La colchicine recommandée, et d’autres anti-inflammatoires à l’essai

Finalement, la colchicine a donné lieu à plusieurs essais cliniques positifs. Citons d’abord l’étude Colcot, publiée dans le NEJM en 2019 qui a montré, chez environ 5 000 patients recrutés dans les 30 jours suivant un infarctus du myocarde, qu’une faible dose de colchicine (0,5 mg) permettait de réduire le risque d’évènements cardiaques majeurs (HR = 0,77). Puis, l’année suivante, l’essai LoDoCo2 a confirmé une efficacité de 0,5 mg colchicine pour éviter les évènements cardiaques majeurs, cette fois chez des patients manifestant un syndrome coronarien chronique, stable. Depuis, des méta-analyses examinant nombre de petites études additionnées aux précédentes, ont elle aussi conclu à une réduction de la mortalité cardiovasculaire sous colchicine.

Si bien que la colchicine a reçu une approbation de la Food and drug administration (FDA) en prévention des évènements cardiovasculaires chez des patients présentant une maladie coronarienne ou de multiples facteurs de risque cardiovasculaire. Et la Société européenne de Cardiologie préconise désormais le médicament à la dose de 0,5 mg chez les patients, en prévention secondaire chez des patients atteints de maladie coronarienne récidivante ou présentant des facteurs de risque insuffisamment contrôlés (recommandation de grade IIb).

D’autres médicaments suscitent un intérêt : corticoïdes (dans certaines situations aiguës), rituximab, anti-IL-33, et certains anti-IL-6 – prometteurs du fait de leur effet très en amont dans la cascade inflammatoire.

────────────────────

= QUESTIONS =
- 1) Dans l'extrait sur la colchicine, relevez tous les autres médicaments présentés comme suscitant un intérêt.
- 2) Prolongez l'extrait sur la colchicine et les autres anti-inflammatoires à la suite de sa dernière phrase.

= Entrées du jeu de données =
────────────────────

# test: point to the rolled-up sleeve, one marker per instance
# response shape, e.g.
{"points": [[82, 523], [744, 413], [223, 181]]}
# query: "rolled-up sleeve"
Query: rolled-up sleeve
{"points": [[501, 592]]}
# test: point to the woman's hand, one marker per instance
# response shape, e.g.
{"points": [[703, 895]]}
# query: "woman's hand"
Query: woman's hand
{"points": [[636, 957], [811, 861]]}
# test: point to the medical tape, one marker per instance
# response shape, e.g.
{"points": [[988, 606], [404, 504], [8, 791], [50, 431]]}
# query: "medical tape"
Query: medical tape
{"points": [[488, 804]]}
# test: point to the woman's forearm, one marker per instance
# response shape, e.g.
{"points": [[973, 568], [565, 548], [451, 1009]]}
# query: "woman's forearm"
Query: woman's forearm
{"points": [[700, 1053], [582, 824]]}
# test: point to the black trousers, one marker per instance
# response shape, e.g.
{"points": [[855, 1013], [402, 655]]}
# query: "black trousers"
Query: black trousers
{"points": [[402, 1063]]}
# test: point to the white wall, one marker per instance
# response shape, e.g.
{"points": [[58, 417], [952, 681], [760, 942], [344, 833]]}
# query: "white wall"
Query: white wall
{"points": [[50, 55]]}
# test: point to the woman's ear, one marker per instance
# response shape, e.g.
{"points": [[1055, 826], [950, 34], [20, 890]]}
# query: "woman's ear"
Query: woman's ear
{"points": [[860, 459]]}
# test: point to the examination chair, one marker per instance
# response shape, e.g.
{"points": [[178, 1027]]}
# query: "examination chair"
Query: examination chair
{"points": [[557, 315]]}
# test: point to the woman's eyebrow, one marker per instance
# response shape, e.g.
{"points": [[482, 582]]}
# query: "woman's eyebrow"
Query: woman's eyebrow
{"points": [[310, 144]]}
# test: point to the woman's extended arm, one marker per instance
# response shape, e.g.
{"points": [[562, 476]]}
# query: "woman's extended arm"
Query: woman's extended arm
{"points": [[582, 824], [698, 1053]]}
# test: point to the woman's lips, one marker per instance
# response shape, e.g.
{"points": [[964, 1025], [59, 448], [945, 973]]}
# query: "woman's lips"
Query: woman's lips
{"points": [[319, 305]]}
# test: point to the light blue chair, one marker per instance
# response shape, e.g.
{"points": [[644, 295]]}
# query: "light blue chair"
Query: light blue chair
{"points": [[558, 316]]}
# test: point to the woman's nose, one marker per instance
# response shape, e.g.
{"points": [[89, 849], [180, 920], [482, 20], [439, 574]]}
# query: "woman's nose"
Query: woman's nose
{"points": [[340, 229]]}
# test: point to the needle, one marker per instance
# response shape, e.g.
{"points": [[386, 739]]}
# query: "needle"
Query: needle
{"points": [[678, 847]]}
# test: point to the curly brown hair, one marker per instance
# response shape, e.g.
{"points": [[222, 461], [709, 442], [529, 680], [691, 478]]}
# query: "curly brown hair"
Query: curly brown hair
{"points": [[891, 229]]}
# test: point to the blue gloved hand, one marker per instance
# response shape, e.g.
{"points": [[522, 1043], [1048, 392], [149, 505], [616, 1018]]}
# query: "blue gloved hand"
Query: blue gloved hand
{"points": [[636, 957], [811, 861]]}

────────────────────

= LISTE DES RÉPONSES =
- 1) Corticoïdes, rituximab, anti-IL-33, anti-IL-6

- 2)
Mesures hygiénodiététiques anti-inflammatoires

Des recherches relativement fondamentales visant à mieux comprendre les effets anti-inflammatoires de la colchicine pourraient par ailleurs faire émerger, à terme, de nouvelles voies de traitement – par exemple dans un objectif de neuroprotection après un infarctus, ou de réduction des arythmies. À noter que d’autres molécules anciennes, déjà utilisées en cardiologie qui pourraient avoir un effet anti-inflammatoire (statines, certains bêtabloquants), suscitent des études en ce sens.

Les mesures hygiénodiététiques de réduction du risque cardiovasculaire (activité physique, régime méditerranéen) comportent aussi une composante anti-inflammatoire, d’où un argument supplémentaire pour les conseiller. En effet, un des mécanismes de cardioprotection associée à l’activité physique concernerait cette activité anti-inflammatoire. Au contraire, la sédentarité, une alimentation déséquilibrée, le tabac, l’alcool, etc. , se révèlent très pro-inflammatoires.

Fausse image de la colchicine en France

Malgré toutes ces données, la prise en compte de cette composante inflammatoire de la maladie coronarienne suscite des débats.

D’abord, certains souhaiteraient aller plus loin, et recourir à des biomarqueurs de l’inflammation tels que la CRP, dans un objectif de dépistage ou de surveillance. « Toutefois, le dosage de la CRP ultrasensible n’est pas recommandé à l’heure actuelle du fait de difficultés d’interprétation », note le Pr Roubille.

Et surtout, la colchicine pâtit en France d’une mauvaise image, qui pourrait freiner nombre de prescriptions, au regard de sa mauvaise tolérance notamment digestive. « Ces effets indésirables ne seraient pas imputables à la molécule elle-même, mais à la poudre d’opium contenue dans la spécialité Colchimax, et ne sont généralement pas retrouvés aux faibles doses préconisées dans la maladie coronarienne », prévient le Pr Roubille.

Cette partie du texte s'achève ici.